SOURCE PASSAGE:
** Begin **

Bad decisions look really good especially if you’re feeling lost, defeated and emotional. All of which are augmented by age –– it led me to make one of the worst decisions I had ever made in life. And when it comes to love, we’re likely to make more bad decisions as we get older than we would when were young.

I cheated on a boyfriend once. It didn’t go “there,” but there was a certain emotional connection that is usually reserved and fit for a beau. Midnight texts, secret burger runs and total Howard’s End sexual tension. As I said if it felt weird, it was weird. Also, I think this kind of affair is far worse than a physical one.

It was the most life diminishing experience in my life. I felt like the devil. There was no excitement, just plenty of self-loathing and sorrow. The guilt I felt was so tremendous that I actually had a panic attack and passed out in Greenbelt 3.

I told my boyfriend and we painfully stayed together for another year.

** End **

DATASET EXCERPTS:
** Begin **

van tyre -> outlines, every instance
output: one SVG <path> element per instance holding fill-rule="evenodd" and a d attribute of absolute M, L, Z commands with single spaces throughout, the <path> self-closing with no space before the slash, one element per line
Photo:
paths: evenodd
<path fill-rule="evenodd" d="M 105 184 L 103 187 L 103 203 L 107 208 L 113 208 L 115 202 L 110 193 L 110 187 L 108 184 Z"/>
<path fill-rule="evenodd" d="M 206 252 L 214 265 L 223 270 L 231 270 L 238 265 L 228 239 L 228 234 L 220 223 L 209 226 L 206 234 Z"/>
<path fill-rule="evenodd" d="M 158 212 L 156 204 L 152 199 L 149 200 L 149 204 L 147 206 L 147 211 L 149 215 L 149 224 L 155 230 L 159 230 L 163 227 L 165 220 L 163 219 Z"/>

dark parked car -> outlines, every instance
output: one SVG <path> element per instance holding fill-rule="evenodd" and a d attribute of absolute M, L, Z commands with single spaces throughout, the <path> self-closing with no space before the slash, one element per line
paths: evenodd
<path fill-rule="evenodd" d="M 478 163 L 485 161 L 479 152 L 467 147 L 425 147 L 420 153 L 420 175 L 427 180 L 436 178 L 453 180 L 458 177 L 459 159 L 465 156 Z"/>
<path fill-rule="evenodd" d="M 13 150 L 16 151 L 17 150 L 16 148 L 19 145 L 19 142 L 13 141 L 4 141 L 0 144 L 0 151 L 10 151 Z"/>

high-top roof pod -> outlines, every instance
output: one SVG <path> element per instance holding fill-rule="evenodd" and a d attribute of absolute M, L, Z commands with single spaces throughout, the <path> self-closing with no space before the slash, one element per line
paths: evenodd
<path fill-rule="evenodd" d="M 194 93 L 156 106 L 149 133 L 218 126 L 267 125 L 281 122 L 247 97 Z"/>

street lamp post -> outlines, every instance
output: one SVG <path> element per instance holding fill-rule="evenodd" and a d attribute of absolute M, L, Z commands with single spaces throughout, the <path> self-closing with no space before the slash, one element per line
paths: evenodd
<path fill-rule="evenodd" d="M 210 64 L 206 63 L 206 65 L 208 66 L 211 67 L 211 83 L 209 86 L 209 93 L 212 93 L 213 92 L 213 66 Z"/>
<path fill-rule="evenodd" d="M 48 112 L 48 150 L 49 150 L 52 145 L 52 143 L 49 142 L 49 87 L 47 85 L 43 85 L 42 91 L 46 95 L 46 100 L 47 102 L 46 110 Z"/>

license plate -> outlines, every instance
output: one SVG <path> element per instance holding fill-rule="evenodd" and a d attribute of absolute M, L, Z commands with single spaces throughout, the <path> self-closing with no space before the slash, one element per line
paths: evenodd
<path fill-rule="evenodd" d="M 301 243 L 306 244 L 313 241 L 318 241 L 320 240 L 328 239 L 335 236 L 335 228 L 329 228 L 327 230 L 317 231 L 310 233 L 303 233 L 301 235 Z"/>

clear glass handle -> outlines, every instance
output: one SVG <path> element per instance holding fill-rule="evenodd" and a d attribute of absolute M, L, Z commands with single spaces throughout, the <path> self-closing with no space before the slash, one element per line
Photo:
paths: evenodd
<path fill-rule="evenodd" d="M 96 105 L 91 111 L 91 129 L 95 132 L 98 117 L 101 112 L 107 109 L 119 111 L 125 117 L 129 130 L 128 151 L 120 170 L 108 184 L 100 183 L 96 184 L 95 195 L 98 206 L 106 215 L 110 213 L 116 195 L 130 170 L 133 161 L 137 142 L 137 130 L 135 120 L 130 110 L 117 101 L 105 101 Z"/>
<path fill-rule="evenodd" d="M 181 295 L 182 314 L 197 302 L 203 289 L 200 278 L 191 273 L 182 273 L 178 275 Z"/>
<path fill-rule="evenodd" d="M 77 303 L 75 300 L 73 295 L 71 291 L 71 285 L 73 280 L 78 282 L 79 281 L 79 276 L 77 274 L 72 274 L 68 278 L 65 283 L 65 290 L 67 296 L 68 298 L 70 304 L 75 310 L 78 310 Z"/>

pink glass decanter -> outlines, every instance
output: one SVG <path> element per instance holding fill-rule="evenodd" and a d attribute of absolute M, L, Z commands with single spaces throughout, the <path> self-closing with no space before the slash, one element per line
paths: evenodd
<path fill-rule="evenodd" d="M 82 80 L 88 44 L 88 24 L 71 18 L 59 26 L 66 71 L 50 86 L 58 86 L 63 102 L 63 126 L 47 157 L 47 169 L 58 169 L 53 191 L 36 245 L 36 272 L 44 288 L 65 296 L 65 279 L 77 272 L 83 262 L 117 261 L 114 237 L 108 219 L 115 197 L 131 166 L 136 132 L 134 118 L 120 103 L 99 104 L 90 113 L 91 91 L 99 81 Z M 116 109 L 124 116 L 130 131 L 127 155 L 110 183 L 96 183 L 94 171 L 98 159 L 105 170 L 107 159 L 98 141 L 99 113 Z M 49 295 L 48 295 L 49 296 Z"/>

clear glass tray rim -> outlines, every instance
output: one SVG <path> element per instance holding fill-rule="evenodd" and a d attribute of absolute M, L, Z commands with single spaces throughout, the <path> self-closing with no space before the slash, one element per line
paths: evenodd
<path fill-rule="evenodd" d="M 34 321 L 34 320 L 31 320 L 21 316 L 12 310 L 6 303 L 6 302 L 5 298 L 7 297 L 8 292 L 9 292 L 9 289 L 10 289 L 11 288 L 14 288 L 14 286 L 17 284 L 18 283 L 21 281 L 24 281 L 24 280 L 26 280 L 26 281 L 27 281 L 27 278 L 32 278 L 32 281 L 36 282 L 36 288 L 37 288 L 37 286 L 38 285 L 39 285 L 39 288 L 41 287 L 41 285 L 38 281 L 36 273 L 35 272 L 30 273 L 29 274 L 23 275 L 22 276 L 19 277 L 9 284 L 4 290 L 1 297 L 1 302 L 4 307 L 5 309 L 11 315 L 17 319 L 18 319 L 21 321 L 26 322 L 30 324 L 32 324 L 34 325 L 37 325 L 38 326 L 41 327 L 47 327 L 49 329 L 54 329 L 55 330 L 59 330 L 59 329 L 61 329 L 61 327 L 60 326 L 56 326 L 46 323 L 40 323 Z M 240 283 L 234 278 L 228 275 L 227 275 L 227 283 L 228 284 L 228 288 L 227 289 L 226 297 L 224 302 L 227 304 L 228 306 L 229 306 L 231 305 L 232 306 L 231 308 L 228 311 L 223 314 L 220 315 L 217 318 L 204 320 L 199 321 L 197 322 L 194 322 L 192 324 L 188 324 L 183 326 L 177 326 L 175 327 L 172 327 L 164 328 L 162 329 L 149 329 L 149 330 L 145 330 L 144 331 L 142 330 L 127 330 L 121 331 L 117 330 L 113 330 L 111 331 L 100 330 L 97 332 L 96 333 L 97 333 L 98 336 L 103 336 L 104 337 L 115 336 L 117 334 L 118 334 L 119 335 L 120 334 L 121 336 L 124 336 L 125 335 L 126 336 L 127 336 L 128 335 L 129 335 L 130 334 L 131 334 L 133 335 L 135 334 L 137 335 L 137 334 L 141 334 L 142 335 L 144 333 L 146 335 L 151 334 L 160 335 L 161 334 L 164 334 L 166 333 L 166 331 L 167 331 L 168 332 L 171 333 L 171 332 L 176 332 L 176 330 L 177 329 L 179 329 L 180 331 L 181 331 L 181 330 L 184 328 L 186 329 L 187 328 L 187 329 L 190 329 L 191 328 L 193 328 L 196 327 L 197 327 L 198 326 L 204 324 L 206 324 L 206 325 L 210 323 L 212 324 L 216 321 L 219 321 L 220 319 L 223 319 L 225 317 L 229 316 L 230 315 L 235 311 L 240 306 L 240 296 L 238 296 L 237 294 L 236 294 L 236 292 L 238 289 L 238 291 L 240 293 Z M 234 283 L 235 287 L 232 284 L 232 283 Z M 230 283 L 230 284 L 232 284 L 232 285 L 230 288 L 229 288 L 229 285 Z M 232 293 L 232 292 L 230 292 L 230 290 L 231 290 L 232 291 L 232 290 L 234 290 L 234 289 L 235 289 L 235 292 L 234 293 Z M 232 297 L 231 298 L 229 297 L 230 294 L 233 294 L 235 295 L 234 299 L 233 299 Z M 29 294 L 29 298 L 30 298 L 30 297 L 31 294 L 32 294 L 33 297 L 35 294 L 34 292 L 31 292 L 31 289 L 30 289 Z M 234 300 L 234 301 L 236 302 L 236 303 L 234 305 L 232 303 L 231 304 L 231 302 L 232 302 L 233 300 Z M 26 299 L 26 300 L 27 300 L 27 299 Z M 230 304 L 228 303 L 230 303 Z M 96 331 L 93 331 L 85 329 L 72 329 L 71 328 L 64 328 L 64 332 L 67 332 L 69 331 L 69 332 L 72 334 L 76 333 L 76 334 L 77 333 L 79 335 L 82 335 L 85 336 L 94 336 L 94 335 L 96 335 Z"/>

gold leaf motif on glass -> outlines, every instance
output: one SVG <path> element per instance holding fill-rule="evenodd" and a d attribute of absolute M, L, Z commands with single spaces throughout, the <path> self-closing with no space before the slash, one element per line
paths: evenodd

** End **
** Begin **

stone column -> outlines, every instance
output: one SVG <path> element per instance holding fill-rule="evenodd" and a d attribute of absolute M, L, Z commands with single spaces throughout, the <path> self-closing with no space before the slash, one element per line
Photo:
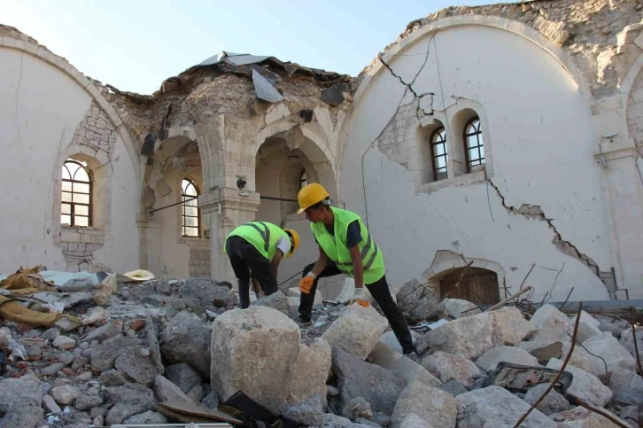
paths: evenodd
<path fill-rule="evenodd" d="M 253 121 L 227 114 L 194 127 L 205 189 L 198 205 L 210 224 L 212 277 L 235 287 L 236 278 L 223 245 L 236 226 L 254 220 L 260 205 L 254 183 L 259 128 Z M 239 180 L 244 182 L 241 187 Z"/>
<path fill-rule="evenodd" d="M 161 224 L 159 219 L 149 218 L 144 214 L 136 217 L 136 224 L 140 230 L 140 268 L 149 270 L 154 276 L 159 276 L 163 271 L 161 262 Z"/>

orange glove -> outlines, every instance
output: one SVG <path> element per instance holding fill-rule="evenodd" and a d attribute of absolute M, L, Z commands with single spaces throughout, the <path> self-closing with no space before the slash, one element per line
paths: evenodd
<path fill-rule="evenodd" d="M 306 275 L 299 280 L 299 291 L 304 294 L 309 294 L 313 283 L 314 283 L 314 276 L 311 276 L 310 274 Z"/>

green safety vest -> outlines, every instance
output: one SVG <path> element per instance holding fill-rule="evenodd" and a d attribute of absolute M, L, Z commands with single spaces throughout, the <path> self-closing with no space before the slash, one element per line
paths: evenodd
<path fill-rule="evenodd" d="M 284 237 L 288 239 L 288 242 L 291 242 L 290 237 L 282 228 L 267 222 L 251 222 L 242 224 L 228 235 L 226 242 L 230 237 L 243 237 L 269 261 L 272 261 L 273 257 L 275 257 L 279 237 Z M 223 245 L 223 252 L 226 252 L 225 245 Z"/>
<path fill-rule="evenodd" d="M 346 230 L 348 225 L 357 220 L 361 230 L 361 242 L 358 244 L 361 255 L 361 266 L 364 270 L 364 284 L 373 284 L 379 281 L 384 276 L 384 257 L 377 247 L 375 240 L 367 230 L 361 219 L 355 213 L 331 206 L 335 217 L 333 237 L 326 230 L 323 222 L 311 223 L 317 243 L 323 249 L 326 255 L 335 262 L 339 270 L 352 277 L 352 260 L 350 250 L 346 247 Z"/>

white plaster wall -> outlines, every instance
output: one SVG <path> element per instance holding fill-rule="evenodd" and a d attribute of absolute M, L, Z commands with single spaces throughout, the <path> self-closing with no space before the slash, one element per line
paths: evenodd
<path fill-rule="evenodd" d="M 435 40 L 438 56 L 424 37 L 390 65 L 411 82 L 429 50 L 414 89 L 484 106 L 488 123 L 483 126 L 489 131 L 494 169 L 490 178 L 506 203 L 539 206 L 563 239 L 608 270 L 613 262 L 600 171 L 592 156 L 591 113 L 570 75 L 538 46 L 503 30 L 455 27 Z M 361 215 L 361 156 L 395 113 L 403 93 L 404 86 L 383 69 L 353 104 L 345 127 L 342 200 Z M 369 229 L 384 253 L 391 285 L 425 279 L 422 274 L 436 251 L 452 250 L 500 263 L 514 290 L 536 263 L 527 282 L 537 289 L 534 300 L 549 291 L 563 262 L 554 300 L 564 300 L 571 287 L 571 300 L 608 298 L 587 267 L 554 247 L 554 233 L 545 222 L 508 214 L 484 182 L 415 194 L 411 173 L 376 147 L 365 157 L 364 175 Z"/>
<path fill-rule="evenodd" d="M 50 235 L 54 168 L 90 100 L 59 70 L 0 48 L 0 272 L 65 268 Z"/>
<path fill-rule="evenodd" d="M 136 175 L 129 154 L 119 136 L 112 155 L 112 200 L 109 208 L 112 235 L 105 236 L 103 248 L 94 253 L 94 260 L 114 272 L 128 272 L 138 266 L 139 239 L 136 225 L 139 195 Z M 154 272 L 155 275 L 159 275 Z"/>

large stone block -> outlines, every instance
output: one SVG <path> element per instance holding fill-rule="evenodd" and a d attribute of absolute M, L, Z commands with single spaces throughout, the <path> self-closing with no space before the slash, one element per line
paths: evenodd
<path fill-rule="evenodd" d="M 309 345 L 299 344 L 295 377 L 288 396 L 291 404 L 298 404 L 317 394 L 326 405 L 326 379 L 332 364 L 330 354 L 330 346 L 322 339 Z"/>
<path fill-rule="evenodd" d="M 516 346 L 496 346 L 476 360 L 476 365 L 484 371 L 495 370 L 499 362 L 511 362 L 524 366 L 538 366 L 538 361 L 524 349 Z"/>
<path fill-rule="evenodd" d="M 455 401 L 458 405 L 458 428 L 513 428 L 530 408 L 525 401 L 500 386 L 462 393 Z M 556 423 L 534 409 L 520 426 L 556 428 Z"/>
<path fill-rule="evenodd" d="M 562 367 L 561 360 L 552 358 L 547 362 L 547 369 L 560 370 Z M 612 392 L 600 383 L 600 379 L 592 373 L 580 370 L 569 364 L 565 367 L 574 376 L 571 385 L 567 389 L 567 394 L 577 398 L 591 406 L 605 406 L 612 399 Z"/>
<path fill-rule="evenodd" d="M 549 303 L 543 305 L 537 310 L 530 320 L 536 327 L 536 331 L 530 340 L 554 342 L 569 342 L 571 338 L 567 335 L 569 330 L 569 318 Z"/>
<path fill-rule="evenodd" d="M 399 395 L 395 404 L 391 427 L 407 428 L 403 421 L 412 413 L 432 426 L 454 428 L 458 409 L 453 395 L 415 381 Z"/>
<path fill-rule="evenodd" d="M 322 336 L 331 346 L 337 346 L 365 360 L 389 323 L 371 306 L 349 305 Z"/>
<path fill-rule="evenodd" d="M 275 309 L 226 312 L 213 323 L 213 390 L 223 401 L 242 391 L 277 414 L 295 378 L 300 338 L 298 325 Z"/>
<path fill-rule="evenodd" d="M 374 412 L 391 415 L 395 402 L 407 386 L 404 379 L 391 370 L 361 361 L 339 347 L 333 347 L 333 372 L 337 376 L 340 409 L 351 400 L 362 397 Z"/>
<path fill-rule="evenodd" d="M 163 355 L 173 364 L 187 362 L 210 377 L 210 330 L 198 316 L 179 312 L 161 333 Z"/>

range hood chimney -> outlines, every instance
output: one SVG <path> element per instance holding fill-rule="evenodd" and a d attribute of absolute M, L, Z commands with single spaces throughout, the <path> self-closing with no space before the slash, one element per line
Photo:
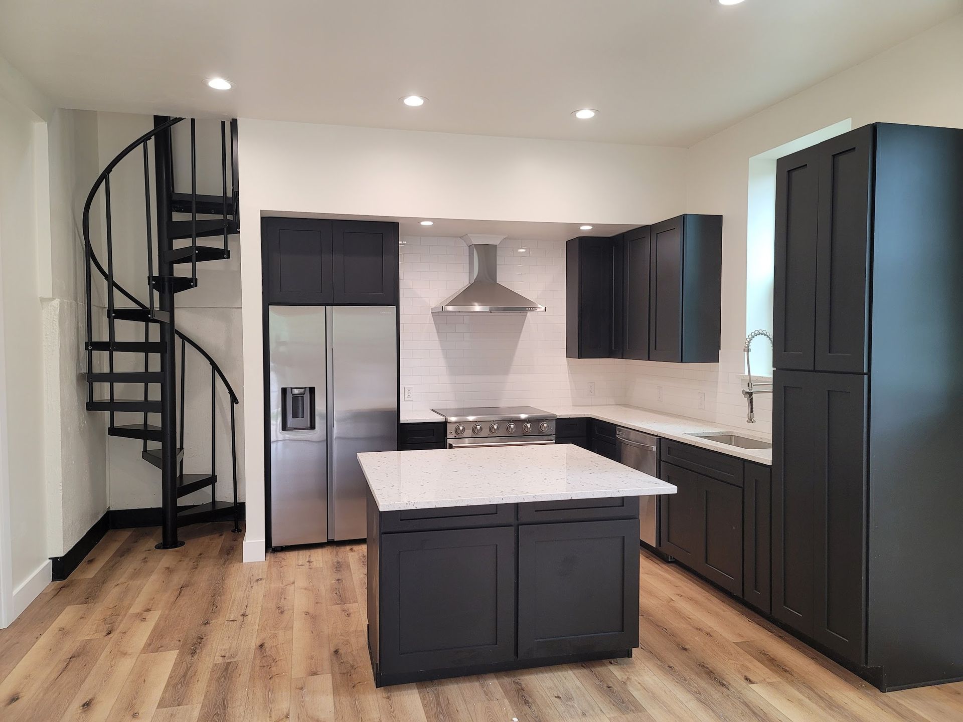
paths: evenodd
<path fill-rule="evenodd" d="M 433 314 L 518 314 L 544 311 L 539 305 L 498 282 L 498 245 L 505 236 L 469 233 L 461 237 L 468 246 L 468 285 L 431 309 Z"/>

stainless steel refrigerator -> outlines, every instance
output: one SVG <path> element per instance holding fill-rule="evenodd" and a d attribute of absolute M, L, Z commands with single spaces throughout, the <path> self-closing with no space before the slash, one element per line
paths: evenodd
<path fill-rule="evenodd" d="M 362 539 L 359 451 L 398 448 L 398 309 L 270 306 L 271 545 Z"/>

** End **
** Begin **

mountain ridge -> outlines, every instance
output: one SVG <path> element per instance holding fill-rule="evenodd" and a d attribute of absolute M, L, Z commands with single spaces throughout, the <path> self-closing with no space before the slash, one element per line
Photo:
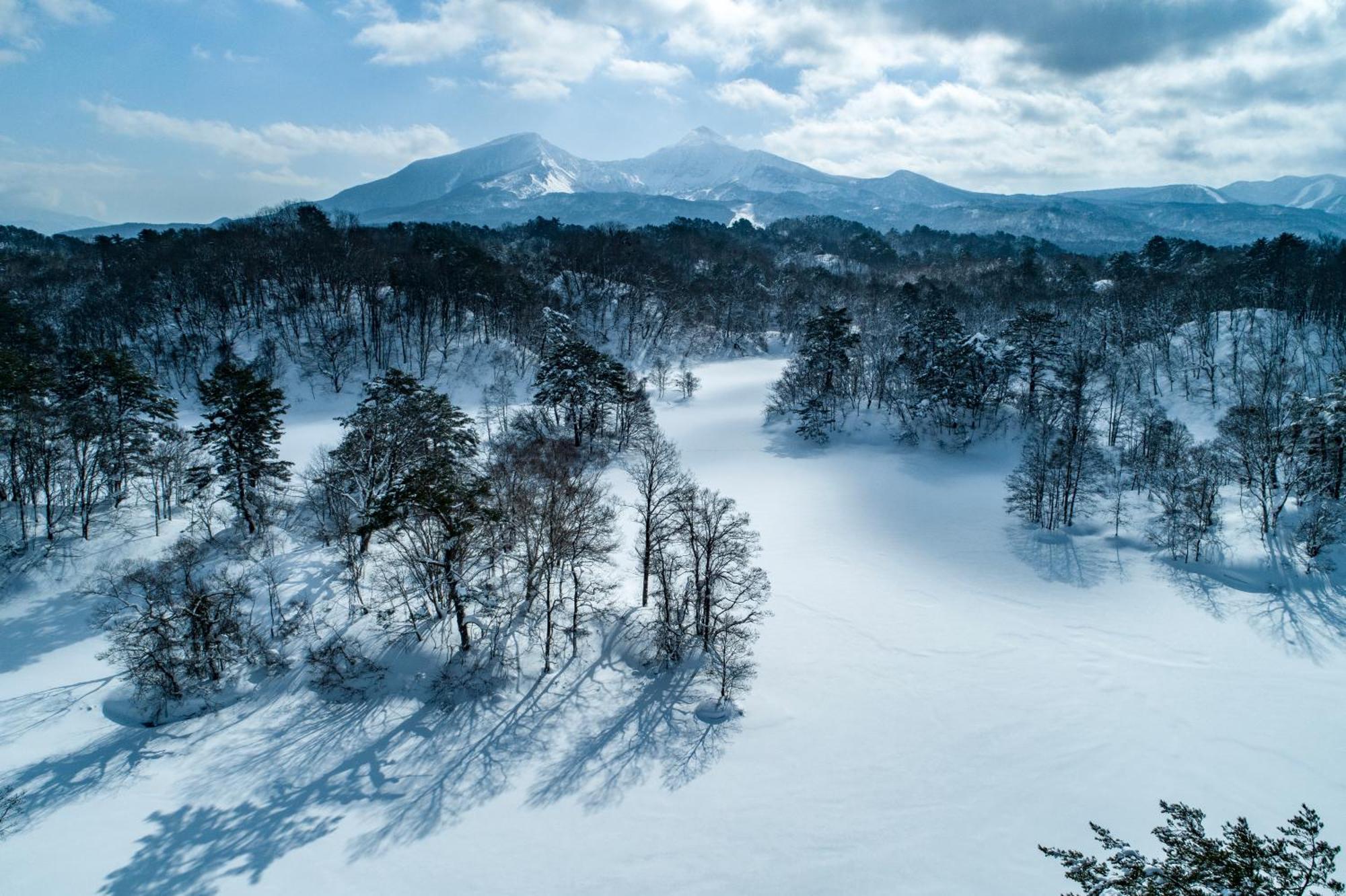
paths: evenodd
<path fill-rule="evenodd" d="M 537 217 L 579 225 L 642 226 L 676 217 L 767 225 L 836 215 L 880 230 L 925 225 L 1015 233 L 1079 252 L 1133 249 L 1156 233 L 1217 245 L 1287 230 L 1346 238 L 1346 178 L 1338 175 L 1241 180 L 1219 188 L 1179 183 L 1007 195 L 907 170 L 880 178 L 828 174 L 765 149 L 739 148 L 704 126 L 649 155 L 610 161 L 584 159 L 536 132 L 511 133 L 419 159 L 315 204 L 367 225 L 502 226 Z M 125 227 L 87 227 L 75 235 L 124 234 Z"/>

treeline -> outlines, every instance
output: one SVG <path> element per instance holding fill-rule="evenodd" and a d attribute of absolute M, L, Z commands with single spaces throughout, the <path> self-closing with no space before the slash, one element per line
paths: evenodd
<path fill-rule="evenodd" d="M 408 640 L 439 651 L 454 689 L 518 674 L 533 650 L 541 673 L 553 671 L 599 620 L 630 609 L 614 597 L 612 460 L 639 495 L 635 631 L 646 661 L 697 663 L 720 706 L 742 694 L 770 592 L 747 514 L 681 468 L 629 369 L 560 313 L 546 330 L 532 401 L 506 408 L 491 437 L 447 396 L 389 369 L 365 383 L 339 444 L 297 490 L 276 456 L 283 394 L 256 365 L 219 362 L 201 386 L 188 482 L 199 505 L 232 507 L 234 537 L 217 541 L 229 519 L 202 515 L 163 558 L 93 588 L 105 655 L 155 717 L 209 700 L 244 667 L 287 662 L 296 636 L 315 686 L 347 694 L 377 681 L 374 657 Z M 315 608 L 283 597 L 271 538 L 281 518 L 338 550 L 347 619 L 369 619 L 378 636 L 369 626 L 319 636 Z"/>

** End **

EXERCISE DESCRIPTION:
Continue the personal essay on bad decisions in love, starting right after its final sentence about staying together for another year.

OUTPUT OF THE EXERCISE:
I was cheated on as well. I didn’t hurt as much as me being the cheatee.  I don’t know if it was because I wasn’t really into the guy I was dating, or because I was busy at work. This was during my dynamo career girl days. I was too busy to even break-up. I just felt empty. I tried to feel worse about it, but I couldn’t.  No sturn und drang, just a passive anger that, little by little, made me realize that I just didn’t love him. I actually came to the point that that I truly understood why he cheated. I was emotionally unavailable. Or was it because I was older?

In the empirical history of adult messiness, cheating is probably the worst. No one comes out victorious. A heart is broken somewhere there, and lies are all over. It’s never pretty. Lives peter out and the pathos are both cliché and devastating.

My friend, whom I’ll call Alice, was once the most obsessed-over girl in a country I’ll call Latvia. She was in magazines, people copied her hair color, she was sought ought to attend the greatest of parties and fashion magazines posted her pictures just to give it legitimacy. She was a total “It” girl.

Then she dated a hot billionaire, which ended in a cold breakup. He cheated on her with some random girl. It seemed like he didn’t like sharing the spotlight with Alice.

You see there’s Brangelina, who both bask in the same golden rays of universal adulation and then there’s Tom Hanks, the man Rita Wilson diluted her career for. It had worked wonders for their marriage.

It’s just never been the same ever since. She has uprooted to Paris because the tabloids taunted her.  Like me, she’s made of marshmallows.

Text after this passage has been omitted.